Ejercicio escrito 1: Muestre cada línea de los registros que contenga la cadena "target", teniendo en cuenta las mayúsculas y minúsculas.

Sección de texto:

OFICINA PARA
LAS CELEBRACIONES LITÚRGICAS
DEL SUMO PONTÍFICE
DEL SUMO PONTÍFICE
¿Cómo celebrar? 1:
Signos y
símbolos, palabras y acciones (CIC 1145-1155)
La Constitución
conciliar Sacrosanctum Concilium define la sagrada liturgia
como «el ejercicio de la función (munus) sacerdotal de Jesucristo», en
el que «la santificación del hombre se expresa mediante signos sensibles y se
realiza de un modo propio en cada uno de ellos» (núm. 7). En la vida
sacramental de la iglesia, el "tesoro escondido en el campo", del que
habla Jesús en la parábola del evangelio (Mt. 13,44), se hace perceptible a los
fieles a través de los signos sagrados. Mientras que los elementos esenciales
de los sacramentos —la forma y la materia en términos de la teología
escolástica—, se distinguen con una humildad y sencillez maravillosa, la
liturgia, como acto sagrado, los envuelve en ritos y ceremonias que ilustran y
hacen comprender mejor la gran realidad del misterio. Por lo tanto, se da una
traducción en elementos sensibles, y por lo tanto más accesibles al
conocimiento humano, para que la comunidad cristiana —«sacris actionibus
erudita - instruida por las acciones sagradas», como dice una antigua
oración del Sacramentario Gregoriano (cf. Missale
Romanum 1962, Oración Colecta, Sábado después del primer domingo de la
Pasión)—, esté preparada a recibir la gracia divina.
Por el hecho de que la
celebración sacramental «está entretejida de signos y símbolos», se expresa «la
pedagogía divina de la salvación» (Catecismo de la Iglesia Católica [CIC],
n. 1145), ya enunciada de modo elocuente por el Concilio de Trento.

Ejercicio escrito 2: Enumere todas las citas que el texto sobre los signos y símbolos de la celebración litúrgica encierra entre comillas angulares (« »).

[Registros de una fuente de datos]

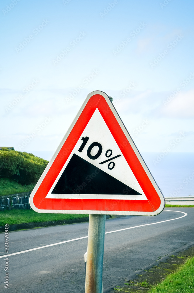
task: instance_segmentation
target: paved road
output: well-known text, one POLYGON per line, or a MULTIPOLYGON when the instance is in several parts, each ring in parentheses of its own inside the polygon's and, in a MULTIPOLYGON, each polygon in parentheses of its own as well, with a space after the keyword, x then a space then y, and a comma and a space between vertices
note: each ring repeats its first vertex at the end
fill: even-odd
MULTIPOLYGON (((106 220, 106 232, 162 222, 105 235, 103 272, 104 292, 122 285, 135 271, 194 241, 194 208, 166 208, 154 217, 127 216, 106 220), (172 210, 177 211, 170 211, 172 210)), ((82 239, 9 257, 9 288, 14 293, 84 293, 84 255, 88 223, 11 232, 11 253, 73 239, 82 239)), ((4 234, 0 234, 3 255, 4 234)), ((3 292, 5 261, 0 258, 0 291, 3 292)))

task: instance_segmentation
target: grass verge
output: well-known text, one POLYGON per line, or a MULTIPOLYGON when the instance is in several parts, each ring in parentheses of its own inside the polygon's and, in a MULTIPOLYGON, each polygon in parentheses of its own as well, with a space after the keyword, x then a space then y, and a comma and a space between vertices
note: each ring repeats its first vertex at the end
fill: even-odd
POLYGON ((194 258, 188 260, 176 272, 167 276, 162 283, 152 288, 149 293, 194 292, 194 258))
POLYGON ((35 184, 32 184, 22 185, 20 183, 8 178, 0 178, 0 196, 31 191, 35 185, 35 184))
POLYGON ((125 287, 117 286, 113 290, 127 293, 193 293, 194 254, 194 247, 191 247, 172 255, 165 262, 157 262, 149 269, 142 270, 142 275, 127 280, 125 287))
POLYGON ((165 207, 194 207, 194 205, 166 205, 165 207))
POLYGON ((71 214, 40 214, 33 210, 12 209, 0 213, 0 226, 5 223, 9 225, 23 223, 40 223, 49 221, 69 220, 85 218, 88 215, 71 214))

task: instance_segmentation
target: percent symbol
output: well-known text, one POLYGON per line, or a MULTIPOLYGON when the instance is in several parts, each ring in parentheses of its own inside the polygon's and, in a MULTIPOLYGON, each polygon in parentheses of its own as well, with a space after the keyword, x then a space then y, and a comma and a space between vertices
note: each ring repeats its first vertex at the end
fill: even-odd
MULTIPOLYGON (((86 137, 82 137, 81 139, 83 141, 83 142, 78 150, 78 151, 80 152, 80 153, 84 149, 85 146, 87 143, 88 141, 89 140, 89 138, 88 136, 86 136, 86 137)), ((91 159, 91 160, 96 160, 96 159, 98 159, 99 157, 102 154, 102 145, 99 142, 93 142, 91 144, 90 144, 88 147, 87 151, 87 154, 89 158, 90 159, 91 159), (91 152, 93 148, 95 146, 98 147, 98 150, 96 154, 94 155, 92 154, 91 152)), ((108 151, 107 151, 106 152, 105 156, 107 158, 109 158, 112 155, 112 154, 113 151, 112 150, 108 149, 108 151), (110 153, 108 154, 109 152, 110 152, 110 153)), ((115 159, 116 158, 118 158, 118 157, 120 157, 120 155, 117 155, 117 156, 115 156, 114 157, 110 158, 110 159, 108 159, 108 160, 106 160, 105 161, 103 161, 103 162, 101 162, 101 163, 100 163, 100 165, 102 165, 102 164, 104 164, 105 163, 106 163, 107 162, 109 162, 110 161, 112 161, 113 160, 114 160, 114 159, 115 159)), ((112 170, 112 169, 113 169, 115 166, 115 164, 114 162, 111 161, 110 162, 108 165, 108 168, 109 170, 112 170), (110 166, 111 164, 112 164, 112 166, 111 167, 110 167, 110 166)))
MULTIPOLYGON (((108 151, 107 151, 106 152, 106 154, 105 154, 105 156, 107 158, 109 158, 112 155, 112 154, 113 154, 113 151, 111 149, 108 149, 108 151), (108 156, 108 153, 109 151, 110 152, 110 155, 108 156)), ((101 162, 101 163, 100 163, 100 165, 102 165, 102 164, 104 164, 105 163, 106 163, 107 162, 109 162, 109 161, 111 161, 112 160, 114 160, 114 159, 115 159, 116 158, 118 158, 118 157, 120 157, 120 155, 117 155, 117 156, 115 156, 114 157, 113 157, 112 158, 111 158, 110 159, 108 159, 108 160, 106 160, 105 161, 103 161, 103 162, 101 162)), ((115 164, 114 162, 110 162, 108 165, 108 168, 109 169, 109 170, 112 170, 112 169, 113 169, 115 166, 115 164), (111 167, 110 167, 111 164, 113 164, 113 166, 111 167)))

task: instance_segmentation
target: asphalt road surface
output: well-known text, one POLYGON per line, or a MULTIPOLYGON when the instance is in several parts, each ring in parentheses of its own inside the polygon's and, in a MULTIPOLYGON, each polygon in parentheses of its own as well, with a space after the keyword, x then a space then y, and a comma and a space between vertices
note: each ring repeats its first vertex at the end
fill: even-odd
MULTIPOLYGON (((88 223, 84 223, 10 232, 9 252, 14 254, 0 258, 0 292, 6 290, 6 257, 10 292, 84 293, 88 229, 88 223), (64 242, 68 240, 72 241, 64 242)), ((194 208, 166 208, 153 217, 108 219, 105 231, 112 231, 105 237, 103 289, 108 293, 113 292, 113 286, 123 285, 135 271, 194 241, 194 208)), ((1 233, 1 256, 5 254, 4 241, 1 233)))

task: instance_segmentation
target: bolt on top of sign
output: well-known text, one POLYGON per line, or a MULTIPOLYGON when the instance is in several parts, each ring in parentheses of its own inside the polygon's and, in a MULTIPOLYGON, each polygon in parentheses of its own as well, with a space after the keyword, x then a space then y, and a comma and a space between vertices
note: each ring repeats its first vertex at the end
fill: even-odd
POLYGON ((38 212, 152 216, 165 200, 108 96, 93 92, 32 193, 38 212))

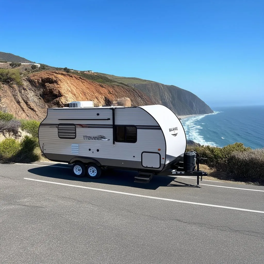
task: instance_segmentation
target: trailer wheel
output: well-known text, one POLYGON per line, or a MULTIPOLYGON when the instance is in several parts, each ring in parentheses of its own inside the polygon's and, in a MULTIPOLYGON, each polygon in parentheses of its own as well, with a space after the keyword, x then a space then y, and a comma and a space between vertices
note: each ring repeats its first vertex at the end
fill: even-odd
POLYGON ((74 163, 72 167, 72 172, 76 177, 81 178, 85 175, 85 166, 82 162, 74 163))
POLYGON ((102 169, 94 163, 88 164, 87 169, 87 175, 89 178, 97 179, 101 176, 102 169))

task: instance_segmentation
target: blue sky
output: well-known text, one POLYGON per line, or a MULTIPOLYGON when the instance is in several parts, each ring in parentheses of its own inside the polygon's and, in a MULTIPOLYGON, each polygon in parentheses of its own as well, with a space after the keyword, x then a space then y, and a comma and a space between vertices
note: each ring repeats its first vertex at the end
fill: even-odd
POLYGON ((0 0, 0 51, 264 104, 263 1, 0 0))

* * *

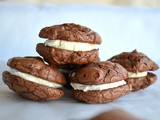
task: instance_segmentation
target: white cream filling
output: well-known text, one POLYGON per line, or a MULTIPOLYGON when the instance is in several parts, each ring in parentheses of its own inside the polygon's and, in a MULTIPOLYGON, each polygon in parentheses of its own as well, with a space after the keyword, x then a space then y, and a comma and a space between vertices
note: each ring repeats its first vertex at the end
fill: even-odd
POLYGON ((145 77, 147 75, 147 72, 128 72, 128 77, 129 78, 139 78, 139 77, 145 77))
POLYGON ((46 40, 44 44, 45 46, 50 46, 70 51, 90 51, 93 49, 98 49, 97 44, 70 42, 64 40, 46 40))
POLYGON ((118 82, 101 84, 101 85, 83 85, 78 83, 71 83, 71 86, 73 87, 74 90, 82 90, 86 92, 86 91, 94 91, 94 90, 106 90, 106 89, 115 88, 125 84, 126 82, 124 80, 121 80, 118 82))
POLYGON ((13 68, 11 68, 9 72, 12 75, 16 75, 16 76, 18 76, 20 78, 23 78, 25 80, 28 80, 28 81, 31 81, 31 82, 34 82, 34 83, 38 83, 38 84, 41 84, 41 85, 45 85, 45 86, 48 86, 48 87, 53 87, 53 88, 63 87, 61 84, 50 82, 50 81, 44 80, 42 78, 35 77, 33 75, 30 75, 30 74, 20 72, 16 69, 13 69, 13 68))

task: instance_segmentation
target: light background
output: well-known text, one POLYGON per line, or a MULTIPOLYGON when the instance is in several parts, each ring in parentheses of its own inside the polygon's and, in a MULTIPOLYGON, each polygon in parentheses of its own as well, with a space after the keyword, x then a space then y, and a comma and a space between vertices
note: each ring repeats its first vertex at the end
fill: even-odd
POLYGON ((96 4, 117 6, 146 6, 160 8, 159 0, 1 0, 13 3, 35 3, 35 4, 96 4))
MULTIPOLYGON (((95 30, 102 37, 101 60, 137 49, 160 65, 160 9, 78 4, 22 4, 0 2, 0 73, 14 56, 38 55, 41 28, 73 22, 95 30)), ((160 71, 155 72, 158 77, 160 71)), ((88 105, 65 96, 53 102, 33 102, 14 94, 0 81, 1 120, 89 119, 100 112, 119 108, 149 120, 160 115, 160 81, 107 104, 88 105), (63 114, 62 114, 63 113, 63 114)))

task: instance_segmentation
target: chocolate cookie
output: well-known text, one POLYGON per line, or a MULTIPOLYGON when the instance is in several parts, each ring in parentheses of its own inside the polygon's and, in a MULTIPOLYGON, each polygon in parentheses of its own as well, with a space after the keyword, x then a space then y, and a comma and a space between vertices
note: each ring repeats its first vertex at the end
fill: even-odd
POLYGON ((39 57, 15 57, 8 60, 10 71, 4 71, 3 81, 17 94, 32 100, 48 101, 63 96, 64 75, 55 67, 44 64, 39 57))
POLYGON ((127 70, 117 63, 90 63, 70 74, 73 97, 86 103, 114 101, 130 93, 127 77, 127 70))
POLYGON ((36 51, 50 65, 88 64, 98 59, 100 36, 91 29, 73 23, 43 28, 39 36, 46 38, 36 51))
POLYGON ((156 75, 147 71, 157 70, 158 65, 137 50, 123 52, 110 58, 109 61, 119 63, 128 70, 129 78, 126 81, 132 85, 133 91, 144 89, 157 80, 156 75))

Respuesta del ejercicio 1:
target: paved road
target: grass verge
target: percent symbol
target: asphalt road surface
target: bolt on top of sign
target: trailer wheel
target: blue sky
target: white cream filling
target: light background
target: chocolate cookie

Respuesta del ejercicio 2:
1. «el ejercicio de la función (munus) sacerdotal de Jesucristo»
2. «la santificación del hombre se expresa mediante signos sensibles y se realiza de un modo propio en cada uno de ellos»
3. «sacris actionibus erudita - instruida por las acciones sagradas»
4. «está entretejida de signos y símbolos»
5. «la pedagogía divina de la salvación»